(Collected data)
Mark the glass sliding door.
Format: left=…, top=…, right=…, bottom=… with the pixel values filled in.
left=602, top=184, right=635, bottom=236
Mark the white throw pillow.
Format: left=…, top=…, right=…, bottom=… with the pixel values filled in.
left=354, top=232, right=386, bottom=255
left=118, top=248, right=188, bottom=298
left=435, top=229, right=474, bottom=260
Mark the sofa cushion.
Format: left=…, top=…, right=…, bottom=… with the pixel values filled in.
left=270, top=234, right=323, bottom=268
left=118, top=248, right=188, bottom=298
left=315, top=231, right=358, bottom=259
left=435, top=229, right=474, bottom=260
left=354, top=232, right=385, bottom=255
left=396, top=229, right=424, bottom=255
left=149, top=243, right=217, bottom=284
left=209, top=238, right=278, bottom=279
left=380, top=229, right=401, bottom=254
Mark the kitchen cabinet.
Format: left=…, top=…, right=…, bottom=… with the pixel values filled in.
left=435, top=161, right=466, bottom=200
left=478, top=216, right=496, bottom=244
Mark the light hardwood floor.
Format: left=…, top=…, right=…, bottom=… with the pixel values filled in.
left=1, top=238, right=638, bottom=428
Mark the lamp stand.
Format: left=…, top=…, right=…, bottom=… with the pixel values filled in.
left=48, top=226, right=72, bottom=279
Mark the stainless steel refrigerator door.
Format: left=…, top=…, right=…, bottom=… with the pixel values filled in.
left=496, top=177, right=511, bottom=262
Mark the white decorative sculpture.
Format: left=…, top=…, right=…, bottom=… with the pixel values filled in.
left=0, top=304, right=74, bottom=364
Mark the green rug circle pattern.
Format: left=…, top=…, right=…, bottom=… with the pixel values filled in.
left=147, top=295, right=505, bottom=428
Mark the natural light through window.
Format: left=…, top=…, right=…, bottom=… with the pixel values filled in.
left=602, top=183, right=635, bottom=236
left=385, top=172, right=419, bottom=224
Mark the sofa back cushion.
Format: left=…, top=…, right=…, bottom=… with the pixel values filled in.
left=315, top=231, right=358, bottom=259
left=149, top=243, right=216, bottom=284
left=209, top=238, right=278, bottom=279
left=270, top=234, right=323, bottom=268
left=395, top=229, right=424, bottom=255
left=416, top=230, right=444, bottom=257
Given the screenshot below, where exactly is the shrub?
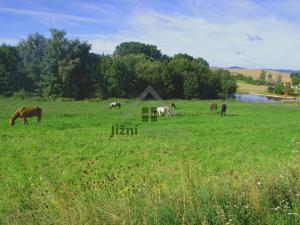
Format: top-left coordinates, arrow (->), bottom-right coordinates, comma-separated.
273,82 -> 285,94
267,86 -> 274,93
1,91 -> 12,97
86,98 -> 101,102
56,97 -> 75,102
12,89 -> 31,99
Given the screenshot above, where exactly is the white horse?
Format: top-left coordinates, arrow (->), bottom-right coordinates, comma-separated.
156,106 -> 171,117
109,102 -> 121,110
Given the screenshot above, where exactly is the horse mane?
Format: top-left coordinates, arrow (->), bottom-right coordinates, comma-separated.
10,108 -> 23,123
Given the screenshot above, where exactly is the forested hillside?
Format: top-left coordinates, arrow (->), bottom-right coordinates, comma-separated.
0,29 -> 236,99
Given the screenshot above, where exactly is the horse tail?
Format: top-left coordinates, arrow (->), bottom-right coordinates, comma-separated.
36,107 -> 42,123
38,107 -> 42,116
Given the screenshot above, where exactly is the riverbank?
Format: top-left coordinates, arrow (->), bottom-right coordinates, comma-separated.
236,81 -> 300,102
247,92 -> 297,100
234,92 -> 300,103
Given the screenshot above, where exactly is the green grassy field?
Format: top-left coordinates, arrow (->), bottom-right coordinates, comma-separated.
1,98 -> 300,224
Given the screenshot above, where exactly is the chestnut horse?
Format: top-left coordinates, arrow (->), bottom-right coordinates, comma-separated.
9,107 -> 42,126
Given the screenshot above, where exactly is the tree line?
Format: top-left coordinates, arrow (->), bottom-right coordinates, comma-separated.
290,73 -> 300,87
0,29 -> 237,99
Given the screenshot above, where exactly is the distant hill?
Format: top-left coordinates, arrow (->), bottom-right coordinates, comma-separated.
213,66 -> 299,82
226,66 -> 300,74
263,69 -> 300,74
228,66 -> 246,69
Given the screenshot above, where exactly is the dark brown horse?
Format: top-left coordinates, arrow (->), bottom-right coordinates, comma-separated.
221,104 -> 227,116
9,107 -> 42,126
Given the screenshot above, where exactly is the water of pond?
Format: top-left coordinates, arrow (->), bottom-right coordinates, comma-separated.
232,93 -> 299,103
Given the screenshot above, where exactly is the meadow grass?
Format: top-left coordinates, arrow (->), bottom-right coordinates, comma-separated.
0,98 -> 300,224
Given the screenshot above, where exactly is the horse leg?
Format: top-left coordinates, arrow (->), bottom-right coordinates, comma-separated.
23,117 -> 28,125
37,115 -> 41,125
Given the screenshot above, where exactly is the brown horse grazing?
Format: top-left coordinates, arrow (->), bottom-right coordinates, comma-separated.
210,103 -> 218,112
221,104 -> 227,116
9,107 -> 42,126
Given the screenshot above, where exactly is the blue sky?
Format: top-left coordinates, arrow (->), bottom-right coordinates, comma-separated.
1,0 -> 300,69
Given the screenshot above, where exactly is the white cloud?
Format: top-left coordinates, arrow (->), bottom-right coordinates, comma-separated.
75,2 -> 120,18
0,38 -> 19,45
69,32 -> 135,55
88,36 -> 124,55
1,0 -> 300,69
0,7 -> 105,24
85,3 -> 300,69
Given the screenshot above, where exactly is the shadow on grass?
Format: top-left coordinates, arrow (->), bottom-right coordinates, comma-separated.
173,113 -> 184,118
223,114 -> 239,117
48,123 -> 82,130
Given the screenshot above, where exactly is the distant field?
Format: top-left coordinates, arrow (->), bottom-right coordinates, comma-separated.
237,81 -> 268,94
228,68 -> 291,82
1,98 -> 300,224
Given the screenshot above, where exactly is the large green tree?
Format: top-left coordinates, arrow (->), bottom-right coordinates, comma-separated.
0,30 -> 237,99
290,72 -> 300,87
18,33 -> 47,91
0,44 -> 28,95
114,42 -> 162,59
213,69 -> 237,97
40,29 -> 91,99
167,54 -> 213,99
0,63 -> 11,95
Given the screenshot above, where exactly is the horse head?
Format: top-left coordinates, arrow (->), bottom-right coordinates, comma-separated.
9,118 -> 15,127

Your assignment =
In the entries above, count each line with "light"; reply with the total only.

Answer section =
2